How many lines in the listing contain the word "green"? Reply with the number alone.

- - - - -

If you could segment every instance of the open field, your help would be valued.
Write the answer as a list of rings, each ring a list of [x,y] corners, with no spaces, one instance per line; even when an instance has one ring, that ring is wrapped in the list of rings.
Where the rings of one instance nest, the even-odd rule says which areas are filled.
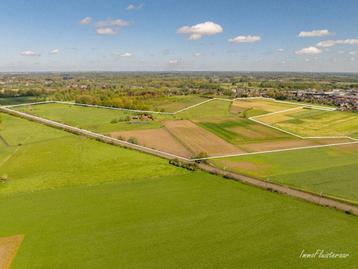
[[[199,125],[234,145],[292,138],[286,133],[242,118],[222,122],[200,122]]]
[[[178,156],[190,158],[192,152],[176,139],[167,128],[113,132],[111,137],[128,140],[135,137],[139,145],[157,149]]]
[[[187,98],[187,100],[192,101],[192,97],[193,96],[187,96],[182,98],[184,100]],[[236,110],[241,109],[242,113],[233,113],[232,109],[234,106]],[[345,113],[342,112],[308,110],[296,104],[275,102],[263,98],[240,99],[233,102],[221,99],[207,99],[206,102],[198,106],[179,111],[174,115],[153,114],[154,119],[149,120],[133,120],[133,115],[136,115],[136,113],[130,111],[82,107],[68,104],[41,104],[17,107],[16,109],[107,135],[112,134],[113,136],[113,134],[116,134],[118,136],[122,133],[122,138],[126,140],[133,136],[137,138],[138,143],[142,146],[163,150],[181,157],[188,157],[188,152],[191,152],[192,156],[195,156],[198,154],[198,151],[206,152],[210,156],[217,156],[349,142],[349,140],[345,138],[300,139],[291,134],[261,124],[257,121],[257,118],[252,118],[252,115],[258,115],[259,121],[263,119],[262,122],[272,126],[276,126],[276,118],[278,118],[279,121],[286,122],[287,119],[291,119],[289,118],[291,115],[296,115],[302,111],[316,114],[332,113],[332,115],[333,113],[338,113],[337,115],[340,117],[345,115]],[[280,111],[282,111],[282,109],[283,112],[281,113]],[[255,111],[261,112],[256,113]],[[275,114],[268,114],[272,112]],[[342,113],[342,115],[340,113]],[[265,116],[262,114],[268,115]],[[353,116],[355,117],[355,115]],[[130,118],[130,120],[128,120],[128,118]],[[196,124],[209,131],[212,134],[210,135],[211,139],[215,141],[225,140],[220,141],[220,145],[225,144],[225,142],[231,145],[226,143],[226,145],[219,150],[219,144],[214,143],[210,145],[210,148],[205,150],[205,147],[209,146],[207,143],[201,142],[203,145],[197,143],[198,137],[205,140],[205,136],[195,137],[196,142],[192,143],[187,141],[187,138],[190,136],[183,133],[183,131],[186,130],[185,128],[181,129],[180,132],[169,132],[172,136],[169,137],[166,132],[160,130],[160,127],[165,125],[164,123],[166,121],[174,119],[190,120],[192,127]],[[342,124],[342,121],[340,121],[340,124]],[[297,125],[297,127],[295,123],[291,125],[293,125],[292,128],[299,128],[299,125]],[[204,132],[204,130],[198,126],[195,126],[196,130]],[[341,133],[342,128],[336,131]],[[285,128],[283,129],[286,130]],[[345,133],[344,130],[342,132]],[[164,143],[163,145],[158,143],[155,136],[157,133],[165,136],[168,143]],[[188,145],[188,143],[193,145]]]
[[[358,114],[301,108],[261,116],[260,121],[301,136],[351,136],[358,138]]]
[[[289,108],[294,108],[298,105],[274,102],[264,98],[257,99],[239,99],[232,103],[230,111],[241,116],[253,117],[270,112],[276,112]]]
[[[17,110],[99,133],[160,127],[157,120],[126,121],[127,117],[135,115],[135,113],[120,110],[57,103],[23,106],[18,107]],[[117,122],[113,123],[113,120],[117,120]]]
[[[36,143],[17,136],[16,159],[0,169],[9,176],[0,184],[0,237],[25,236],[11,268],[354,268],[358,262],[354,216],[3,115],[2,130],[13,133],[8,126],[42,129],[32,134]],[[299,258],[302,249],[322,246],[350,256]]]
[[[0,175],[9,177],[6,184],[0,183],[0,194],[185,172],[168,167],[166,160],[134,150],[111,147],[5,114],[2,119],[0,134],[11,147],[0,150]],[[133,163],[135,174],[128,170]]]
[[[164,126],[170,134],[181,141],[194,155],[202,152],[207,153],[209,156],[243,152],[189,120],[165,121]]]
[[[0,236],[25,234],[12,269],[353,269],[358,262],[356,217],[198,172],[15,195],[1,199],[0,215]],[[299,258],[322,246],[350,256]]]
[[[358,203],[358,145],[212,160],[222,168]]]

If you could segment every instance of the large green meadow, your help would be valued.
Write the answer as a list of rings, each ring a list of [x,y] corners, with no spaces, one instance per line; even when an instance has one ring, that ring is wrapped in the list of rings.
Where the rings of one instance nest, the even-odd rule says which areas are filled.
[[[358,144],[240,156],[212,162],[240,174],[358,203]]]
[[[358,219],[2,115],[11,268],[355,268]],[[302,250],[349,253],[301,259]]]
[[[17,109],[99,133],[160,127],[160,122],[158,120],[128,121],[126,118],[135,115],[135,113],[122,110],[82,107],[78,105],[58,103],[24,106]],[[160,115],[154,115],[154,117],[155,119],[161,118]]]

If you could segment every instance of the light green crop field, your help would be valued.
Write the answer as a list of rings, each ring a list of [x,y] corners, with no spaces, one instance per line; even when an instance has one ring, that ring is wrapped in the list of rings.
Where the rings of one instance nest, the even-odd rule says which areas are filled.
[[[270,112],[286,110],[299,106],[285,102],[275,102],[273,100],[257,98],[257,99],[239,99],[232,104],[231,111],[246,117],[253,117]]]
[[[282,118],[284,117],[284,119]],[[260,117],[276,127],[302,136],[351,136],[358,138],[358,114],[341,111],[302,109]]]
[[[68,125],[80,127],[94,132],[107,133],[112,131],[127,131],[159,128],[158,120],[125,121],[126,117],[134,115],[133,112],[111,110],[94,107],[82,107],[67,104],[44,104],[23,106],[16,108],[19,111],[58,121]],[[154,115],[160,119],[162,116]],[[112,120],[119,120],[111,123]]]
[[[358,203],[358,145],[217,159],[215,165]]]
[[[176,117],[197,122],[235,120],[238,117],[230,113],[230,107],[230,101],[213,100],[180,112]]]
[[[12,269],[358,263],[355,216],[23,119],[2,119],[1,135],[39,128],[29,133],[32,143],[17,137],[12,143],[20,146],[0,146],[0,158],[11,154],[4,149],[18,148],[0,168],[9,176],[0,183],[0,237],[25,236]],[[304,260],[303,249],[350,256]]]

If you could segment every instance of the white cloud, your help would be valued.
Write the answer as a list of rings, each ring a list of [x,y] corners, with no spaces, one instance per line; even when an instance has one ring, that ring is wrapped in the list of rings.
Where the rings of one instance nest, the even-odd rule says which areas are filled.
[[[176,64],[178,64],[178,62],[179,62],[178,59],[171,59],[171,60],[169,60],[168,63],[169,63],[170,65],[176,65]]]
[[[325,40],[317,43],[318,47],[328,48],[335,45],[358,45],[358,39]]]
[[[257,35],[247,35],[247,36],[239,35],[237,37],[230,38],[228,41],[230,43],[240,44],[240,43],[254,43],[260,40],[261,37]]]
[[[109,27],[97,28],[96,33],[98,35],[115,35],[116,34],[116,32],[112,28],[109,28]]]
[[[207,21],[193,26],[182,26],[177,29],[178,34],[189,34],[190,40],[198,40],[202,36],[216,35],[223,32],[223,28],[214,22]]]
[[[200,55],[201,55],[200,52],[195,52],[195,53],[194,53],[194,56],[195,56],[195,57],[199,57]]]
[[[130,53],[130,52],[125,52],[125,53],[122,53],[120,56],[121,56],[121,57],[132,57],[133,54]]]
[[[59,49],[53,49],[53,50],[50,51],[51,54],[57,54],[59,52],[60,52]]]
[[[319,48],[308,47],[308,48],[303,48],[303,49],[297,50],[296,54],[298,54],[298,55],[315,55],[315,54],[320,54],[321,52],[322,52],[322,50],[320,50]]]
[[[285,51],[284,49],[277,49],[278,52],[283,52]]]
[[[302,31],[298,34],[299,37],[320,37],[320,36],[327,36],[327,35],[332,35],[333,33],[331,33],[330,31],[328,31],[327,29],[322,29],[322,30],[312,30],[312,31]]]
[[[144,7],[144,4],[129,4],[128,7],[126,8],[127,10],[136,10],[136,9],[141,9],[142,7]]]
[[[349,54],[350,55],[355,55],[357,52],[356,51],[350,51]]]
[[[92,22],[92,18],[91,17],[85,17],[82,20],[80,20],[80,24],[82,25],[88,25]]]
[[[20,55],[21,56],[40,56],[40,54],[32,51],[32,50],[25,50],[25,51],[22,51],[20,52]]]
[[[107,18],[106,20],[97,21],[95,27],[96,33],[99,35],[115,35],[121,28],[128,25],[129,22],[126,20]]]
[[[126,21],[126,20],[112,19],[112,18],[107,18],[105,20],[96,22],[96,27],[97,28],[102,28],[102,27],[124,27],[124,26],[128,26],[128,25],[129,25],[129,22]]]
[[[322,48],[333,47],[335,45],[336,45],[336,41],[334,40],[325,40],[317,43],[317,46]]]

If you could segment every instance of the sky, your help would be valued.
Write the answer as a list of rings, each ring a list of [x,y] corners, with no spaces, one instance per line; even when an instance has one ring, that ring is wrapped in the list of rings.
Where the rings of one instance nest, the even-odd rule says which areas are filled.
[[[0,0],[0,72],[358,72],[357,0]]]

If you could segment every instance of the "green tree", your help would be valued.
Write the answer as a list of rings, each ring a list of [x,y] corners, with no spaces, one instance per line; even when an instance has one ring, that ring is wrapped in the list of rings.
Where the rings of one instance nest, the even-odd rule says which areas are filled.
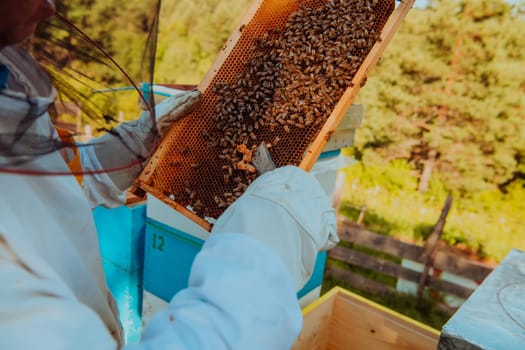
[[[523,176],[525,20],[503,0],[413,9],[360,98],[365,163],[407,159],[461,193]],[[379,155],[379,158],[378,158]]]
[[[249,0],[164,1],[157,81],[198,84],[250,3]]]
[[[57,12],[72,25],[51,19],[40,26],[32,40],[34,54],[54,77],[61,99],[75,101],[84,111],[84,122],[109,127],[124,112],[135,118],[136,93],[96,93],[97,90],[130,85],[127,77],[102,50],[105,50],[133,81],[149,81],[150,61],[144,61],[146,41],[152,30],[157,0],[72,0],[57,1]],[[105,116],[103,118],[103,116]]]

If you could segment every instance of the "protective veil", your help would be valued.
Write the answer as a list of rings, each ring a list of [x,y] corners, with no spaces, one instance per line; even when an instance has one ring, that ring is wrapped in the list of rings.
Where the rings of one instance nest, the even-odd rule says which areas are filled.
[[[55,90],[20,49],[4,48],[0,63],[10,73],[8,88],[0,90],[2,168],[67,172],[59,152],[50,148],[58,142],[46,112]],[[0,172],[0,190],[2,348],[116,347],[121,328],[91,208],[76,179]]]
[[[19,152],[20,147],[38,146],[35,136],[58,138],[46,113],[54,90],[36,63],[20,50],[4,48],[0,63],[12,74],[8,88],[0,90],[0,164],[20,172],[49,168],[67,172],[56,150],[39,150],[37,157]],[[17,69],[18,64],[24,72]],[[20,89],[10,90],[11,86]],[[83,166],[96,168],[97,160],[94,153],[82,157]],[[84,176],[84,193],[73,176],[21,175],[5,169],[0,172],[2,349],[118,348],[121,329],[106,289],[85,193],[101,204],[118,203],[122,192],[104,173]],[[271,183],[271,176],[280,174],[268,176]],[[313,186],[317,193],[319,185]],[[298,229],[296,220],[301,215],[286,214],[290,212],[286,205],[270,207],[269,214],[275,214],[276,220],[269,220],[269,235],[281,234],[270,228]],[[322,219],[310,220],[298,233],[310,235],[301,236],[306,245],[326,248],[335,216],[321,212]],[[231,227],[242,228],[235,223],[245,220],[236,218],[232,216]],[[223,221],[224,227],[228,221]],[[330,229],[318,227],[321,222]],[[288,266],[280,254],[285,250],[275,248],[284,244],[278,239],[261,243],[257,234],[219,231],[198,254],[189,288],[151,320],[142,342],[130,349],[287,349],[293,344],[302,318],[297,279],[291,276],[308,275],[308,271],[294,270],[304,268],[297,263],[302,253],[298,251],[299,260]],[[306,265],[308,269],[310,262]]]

- - - - -

# [Answer for this exercise]
3